++++ Lesetext ++++

Von Männern, Körben und anderen Abartigkeiten



Offenbar haben Anfänger auf den Milongas zunehmend Probleme – anders kann ich mir das riesige Echo auf die letzten beiden Artikel nicht erklären.

Nun habe ich ja schon öfters zu diesem Thema geschrieben, zum Beispiel hier:
Aber es wirkt wohl überzeugender, wenn dies Betroffene selber tun; daher nochmals mein herzlicher Dank an die beiden Autoren!

Wie es der Zufall (oder die Häufung) will, landete die nächste solche Geschichte gestern auf einer Milonga bei mir:

Ich forderte eine Tänzerin auf, die offensichtlich alleine da war; auch dass es sich wahrscheinlich um eine Anfängerin handelte, hätte sie mir nicht erzählen müssen. Nach einer netten Tanda trafen wir uns später zufällig noch vor der Tür (für „Tango-Beichten“ aller Art ein hervorragender Ort):

Sie sei sehr froh, diesmal viel zum Tanzen zu kommen. Am Abend zuvor wäre es ganz anders gewesen: Niemand habe sie aufgefordert. Meinen Vorschlag „Warum hast du nicht einfach die Männer gefragt?“ beantwortete sie kurz und knapp: „Hab ich mehrfach versucht und nur Körbe bekommen.“

Da sie auch die Veranstaltung nannte, wo dies geschah, lautete mein Kommentar: „Dorthin geh ich schon seit Jahren nicht mehr.“ Doch, sie werde es wieder probieren – aber auch öfters weiter weg fahren und andere Milongas besuchen. Bei Letzterem konnte ich nur heftig zustimmen!

++++

### Aufgabe
Was antwortete die Tänzerin im Text auf den Vorschlag, die Männer einfach selbst aufzufordern?

++++ Auflistung ++++

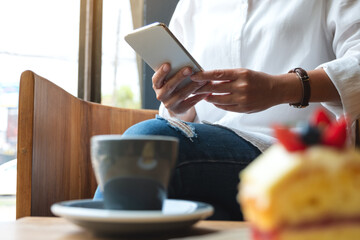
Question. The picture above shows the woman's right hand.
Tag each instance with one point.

++++

### Lösung
Sie habe es mehrfach versucht und nur Körbe bekommen.